Named object pointing entries
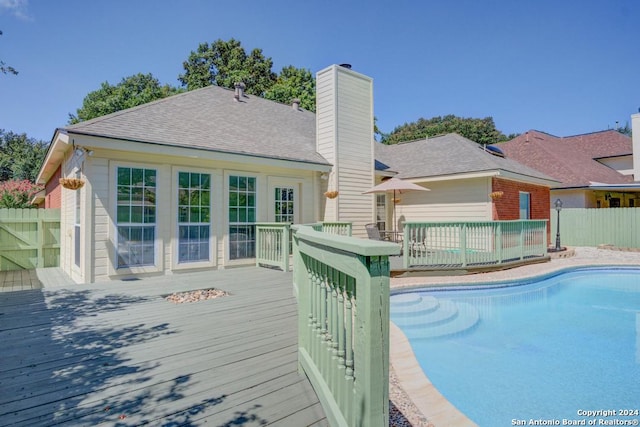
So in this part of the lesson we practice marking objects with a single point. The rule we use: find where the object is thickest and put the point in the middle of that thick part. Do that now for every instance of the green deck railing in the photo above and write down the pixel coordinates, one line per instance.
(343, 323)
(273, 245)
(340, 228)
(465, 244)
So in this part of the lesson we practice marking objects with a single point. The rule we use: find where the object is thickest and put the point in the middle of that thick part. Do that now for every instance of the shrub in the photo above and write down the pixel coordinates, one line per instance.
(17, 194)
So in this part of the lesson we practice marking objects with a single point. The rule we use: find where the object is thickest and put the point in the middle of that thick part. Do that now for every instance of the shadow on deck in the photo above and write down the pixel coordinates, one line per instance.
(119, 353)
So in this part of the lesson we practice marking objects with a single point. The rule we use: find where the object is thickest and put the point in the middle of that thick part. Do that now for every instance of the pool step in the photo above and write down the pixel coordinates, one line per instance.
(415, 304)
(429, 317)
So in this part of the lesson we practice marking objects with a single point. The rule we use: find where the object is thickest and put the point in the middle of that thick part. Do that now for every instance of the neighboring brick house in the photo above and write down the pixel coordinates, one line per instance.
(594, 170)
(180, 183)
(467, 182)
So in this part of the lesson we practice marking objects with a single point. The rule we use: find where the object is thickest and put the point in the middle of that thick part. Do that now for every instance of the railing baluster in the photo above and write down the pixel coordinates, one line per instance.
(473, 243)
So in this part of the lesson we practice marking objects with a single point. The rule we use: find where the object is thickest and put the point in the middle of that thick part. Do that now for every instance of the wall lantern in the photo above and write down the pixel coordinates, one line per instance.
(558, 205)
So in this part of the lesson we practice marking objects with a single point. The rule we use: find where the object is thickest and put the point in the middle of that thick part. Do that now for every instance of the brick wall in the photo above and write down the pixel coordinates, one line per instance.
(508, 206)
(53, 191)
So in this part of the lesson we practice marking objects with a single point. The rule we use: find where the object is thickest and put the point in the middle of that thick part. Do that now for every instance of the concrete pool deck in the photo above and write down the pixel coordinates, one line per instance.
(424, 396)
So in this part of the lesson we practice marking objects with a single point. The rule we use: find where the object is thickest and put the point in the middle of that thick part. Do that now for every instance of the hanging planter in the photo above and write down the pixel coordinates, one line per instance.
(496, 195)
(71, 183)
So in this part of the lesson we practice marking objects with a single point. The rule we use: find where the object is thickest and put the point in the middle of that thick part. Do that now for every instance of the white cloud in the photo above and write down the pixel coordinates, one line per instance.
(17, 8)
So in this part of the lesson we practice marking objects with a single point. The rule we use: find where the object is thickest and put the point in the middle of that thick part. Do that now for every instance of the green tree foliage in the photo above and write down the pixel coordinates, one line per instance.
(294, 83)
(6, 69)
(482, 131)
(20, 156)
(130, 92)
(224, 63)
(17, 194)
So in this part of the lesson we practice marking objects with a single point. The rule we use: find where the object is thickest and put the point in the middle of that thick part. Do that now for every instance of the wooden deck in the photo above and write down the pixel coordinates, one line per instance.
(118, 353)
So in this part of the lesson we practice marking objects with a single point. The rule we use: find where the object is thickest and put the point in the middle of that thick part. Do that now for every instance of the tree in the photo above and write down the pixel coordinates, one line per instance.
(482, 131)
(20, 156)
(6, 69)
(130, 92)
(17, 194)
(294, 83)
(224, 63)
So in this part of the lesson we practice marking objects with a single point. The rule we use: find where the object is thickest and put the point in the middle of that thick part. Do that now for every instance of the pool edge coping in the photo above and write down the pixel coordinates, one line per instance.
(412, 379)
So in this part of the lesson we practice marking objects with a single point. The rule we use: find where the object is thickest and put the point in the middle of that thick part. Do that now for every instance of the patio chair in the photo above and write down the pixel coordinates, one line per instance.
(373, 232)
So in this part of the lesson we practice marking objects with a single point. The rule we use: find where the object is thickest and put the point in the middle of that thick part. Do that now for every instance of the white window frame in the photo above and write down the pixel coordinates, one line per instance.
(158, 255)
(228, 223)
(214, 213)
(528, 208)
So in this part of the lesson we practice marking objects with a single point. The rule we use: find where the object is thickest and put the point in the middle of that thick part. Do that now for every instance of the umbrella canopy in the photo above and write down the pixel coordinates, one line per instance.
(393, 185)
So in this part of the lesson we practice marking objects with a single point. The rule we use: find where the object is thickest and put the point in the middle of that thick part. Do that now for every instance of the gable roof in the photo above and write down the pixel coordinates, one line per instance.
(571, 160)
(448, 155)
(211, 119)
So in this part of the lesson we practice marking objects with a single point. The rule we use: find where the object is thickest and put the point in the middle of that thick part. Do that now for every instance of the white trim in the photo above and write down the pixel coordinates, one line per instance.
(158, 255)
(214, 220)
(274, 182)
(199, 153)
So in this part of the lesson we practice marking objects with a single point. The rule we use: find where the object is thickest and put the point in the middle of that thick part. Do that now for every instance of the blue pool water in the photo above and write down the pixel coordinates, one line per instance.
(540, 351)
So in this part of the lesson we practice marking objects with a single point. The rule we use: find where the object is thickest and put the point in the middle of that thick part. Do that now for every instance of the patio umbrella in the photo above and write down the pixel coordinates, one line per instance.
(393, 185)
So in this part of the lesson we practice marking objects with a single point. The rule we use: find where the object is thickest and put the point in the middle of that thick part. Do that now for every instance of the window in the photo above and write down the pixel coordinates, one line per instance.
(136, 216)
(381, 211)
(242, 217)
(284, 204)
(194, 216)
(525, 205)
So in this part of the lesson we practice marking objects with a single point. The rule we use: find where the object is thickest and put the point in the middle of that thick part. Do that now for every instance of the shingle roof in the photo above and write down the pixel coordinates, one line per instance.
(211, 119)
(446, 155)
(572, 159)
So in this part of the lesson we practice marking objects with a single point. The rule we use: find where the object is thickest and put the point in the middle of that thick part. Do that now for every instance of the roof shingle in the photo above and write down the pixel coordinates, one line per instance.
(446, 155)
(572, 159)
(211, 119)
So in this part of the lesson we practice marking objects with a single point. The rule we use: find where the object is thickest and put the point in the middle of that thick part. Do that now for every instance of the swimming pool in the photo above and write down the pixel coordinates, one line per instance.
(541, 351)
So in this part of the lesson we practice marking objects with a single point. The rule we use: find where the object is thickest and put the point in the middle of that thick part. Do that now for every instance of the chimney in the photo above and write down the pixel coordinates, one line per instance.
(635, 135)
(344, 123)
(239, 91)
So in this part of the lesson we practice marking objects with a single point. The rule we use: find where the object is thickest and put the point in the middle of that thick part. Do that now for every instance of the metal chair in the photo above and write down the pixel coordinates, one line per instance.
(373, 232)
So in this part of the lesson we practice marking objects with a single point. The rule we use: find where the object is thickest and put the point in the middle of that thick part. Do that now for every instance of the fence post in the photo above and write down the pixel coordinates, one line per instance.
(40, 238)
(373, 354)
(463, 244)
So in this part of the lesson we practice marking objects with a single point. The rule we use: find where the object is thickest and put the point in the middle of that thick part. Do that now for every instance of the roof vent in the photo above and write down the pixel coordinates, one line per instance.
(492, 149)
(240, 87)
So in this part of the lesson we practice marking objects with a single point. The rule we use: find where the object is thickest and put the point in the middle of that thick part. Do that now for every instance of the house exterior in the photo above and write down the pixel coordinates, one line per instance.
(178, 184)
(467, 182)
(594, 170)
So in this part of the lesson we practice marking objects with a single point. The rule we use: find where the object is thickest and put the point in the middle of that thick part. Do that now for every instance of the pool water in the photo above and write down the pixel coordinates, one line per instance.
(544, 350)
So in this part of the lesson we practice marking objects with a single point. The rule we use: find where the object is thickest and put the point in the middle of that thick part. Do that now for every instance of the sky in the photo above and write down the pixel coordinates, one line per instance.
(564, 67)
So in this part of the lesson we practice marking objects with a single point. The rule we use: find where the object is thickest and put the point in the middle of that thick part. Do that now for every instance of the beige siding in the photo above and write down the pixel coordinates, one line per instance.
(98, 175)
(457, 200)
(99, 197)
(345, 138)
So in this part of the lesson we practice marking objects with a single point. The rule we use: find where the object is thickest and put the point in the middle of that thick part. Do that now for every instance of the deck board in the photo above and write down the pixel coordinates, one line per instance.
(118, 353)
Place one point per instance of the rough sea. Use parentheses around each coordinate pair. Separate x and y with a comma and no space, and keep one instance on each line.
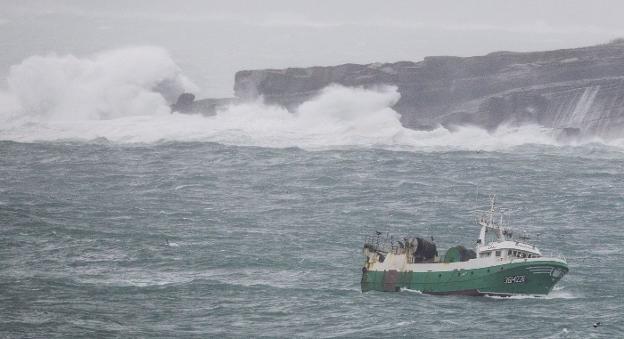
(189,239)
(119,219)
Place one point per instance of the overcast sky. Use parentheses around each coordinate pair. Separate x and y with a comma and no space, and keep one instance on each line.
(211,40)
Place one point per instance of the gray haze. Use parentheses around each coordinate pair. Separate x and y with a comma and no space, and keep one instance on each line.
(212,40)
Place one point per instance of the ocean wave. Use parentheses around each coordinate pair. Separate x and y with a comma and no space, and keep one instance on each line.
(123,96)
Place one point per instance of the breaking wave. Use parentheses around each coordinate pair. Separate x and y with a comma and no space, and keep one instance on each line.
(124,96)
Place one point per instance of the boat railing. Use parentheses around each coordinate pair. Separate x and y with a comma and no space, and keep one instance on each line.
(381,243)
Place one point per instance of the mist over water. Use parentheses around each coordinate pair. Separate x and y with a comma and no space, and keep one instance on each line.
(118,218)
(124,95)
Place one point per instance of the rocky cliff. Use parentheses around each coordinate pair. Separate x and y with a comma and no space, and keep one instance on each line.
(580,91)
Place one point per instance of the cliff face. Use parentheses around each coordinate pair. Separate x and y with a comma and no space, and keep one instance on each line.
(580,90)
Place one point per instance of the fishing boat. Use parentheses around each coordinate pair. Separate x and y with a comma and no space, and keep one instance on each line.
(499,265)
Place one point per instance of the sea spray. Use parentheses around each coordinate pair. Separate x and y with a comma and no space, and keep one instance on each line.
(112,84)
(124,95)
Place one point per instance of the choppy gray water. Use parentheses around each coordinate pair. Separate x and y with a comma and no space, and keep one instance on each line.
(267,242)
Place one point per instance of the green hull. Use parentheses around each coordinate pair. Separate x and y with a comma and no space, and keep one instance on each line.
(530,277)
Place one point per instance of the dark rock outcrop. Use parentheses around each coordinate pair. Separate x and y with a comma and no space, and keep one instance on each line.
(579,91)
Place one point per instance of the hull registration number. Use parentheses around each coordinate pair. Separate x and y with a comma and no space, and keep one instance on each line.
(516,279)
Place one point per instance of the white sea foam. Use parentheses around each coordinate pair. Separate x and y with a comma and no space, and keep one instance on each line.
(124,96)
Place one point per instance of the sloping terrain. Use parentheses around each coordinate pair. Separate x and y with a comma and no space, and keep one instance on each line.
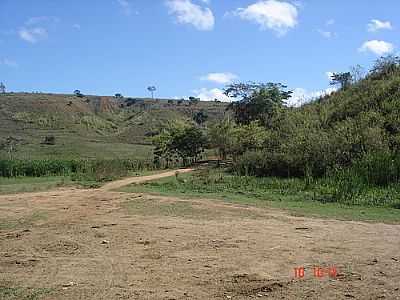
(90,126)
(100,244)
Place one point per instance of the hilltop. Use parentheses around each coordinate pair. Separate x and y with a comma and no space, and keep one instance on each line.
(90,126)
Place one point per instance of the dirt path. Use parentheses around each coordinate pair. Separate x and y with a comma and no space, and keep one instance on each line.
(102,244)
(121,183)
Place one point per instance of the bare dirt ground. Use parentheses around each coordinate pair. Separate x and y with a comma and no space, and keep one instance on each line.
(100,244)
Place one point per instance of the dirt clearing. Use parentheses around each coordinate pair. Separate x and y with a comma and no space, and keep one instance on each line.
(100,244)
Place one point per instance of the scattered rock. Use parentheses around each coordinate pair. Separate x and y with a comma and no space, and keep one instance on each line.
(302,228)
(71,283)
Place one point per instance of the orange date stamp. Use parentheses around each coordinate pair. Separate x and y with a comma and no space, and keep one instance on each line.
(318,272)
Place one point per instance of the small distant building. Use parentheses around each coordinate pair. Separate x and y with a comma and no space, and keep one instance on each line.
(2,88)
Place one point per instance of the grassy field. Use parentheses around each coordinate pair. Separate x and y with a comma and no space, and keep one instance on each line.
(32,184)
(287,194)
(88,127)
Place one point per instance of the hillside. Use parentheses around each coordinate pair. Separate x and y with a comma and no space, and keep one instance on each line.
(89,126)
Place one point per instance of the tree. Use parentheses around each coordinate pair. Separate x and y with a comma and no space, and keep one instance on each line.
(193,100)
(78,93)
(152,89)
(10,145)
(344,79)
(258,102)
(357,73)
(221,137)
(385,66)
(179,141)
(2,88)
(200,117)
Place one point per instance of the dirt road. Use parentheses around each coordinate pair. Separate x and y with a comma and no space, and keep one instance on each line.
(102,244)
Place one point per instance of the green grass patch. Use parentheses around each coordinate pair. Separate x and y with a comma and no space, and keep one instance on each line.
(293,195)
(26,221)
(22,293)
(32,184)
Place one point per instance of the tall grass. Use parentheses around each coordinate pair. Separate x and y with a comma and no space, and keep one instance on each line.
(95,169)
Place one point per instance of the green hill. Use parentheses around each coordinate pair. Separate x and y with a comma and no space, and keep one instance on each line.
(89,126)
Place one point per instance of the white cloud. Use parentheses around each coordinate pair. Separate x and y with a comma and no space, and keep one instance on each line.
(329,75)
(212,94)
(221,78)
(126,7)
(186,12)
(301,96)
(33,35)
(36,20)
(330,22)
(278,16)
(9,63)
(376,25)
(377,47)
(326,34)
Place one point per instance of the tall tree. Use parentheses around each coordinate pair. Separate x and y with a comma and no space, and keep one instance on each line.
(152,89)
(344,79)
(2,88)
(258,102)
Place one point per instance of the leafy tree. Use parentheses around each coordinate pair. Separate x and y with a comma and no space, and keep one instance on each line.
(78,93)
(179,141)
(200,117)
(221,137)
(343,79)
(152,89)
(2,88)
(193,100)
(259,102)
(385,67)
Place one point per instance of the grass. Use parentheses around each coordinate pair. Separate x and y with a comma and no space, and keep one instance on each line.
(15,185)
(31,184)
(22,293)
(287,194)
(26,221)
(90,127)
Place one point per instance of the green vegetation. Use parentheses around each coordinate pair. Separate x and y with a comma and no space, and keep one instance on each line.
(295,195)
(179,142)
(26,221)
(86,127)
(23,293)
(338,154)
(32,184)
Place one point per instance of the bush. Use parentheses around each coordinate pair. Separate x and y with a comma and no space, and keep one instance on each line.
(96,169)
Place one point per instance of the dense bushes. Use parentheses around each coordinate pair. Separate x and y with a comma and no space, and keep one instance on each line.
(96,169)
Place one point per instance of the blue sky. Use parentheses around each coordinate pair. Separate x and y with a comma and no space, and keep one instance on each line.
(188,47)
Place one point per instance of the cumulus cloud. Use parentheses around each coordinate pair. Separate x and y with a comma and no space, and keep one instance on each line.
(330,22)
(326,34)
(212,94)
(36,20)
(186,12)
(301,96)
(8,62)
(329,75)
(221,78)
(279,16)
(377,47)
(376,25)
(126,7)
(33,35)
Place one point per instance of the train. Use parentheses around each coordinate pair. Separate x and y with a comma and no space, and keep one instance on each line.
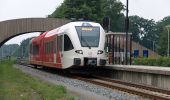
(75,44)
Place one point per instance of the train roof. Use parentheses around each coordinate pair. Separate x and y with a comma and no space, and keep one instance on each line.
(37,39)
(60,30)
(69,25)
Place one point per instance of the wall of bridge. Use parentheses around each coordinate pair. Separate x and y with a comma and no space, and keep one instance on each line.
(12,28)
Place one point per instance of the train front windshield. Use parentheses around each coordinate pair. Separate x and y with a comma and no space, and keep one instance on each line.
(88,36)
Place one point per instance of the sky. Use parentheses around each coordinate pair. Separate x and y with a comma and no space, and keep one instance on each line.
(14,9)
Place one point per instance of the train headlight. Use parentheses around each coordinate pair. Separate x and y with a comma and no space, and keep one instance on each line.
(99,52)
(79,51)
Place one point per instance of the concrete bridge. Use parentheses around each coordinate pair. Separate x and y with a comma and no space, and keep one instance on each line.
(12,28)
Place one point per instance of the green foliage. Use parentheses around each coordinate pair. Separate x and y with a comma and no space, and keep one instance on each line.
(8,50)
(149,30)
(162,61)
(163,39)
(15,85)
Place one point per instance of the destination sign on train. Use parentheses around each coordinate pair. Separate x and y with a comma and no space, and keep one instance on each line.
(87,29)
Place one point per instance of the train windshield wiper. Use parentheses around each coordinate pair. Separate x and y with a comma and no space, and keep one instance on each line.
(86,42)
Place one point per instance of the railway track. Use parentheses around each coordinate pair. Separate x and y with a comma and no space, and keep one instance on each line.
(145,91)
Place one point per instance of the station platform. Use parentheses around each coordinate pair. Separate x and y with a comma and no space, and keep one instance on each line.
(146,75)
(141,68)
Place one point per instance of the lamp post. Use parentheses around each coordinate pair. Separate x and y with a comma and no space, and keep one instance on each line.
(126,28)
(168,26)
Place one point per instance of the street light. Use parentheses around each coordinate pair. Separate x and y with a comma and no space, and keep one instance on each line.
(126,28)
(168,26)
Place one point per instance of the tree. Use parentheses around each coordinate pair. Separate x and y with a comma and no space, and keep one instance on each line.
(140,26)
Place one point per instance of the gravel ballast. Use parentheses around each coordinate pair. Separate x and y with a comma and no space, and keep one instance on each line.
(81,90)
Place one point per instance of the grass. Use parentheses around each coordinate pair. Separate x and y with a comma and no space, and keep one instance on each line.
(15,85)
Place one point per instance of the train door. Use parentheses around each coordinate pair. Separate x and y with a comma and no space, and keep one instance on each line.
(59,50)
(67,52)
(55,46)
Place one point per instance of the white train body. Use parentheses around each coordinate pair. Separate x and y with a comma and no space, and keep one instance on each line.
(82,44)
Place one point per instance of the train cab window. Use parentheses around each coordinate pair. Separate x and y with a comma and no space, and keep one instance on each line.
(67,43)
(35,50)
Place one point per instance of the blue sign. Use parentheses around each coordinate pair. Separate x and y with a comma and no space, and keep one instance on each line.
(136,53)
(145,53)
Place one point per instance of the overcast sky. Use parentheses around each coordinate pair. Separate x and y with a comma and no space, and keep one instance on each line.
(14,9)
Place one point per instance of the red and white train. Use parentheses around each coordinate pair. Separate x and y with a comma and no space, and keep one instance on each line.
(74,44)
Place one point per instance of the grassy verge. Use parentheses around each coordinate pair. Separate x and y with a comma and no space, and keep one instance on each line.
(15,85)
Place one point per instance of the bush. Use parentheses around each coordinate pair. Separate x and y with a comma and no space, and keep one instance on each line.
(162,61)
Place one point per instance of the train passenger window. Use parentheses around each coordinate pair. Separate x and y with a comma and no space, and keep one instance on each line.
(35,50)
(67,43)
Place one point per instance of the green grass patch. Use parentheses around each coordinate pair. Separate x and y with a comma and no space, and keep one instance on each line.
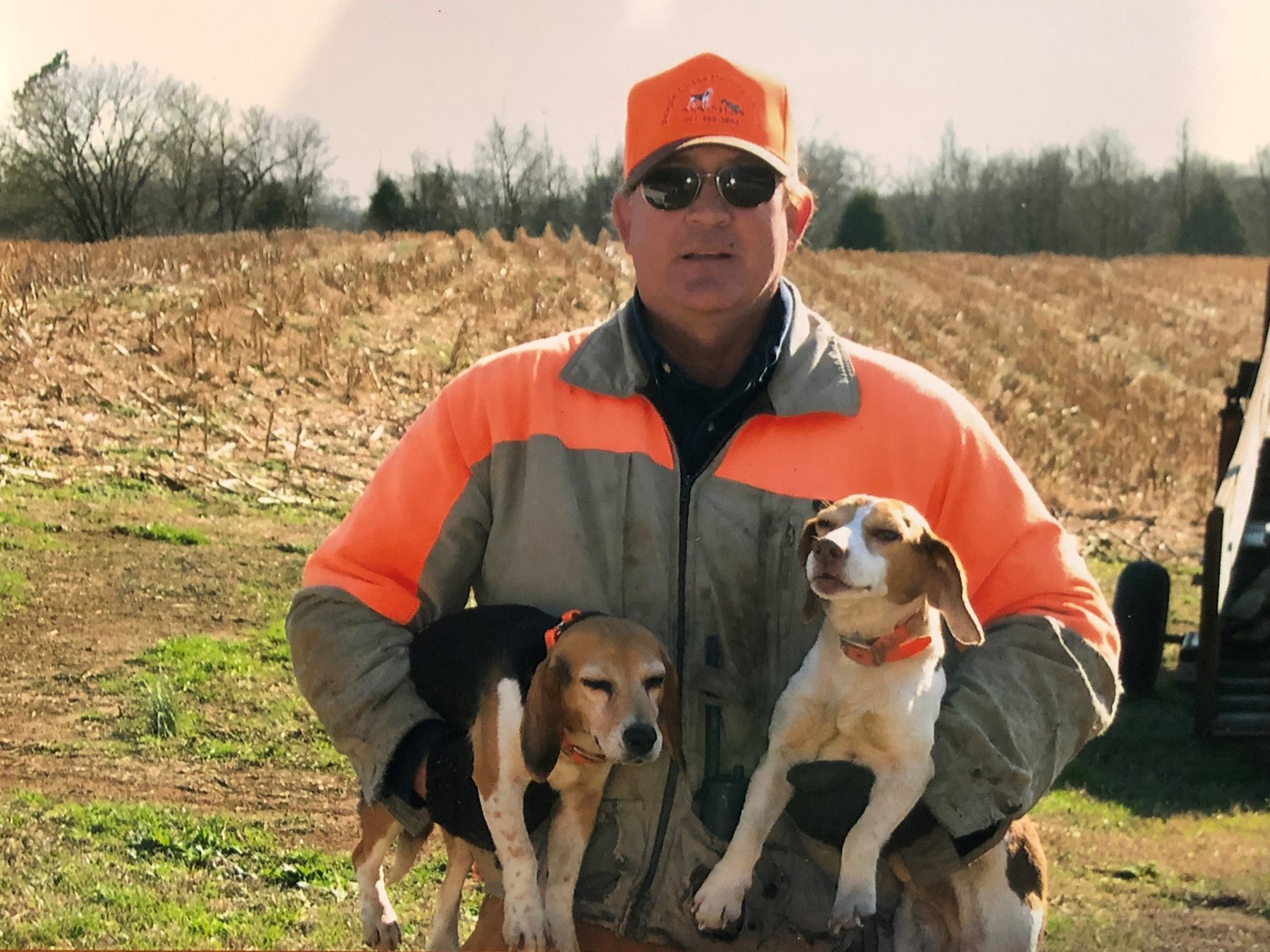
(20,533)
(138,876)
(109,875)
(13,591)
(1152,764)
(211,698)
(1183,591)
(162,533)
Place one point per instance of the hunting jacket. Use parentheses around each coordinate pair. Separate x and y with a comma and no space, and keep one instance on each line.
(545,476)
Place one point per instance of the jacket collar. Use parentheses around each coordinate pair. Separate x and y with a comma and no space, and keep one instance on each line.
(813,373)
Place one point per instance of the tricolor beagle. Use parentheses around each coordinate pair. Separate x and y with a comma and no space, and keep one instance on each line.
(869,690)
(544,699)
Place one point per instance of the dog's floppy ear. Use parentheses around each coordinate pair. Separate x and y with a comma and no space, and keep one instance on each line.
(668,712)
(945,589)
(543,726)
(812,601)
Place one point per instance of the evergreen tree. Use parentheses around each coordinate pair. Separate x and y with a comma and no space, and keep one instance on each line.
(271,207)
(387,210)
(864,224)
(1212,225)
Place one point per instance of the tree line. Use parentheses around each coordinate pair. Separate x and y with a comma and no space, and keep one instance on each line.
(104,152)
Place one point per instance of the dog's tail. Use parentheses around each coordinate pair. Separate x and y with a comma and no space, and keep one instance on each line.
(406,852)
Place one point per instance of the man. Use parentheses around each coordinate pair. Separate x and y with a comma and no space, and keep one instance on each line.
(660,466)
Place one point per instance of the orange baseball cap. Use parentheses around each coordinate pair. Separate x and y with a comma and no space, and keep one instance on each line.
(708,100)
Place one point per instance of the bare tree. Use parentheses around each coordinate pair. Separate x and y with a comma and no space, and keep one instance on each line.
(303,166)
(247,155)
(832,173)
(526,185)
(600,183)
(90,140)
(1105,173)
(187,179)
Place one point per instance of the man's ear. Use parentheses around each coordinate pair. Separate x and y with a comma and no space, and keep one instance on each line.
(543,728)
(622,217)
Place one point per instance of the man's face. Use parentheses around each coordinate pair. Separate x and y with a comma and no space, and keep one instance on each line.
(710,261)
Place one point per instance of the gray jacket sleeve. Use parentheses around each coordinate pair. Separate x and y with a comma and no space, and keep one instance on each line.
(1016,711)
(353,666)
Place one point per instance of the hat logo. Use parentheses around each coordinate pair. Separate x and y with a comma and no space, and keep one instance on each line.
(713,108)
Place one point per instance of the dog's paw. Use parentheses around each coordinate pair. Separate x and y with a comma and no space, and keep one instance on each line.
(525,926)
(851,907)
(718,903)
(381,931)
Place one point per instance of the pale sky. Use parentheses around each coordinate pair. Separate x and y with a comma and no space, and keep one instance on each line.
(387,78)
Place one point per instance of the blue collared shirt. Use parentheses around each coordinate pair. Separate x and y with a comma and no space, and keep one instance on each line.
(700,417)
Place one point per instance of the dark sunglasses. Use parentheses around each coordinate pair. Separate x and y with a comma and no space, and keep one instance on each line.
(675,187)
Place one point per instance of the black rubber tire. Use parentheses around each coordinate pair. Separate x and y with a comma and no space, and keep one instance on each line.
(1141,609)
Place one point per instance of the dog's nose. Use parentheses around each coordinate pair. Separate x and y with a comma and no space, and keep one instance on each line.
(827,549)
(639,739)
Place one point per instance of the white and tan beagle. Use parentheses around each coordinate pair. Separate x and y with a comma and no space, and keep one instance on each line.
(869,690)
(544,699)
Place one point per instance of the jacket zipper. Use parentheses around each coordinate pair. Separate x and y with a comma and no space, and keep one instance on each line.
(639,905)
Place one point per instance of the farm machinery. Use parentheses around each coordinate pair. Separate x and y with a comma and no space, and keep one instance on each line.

### [Given request]
Only the lines from the one that contains "Place one point per instance of the dog's nose." to the end of the entries above should be given again, exactly and in full.

### [Task response]
Place one point per instance of the dog's nose. Use parentheses around each coordinate pair. Separate x and y with a comma and no space, and keep one instance on each line.
(827,549)
(639,739)
Place one point per instance of the white and tan beagle. Use parentheses around each coordinate pair. Separate x and y with a comma and no space, and keep one instance on each line.
(869,690)
(544,699)
Place one point per instance of the jacket zipper. Use parentheses around each coordinate pair. Separate x and y with a comma and no space, and keep one instance on each line.
(639,905)
Place one point per instance of the farm machinery. Use parentheses around each coordinate pair. Separate x and y with a comma and no space, and keep one instance on each line.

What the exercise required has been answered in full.